Data records:
_____
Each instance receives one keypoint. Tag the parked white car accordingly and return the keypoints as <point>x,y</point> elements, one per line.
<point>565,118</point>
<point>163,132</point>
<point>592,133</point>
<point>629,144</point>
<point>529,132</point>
_____
Task requirements: Your answer should be every entry above, repeated exactly.

Response to the task:
Each instance receives one keypoint. Tag the parked white car accordingly and return the keypoints as <point>x,y</point> elements, one per line.
<point>565,118</point>
<point>163,132</point>
<point>592,133</point>
<point>629,144</point>
<point>529,132</point>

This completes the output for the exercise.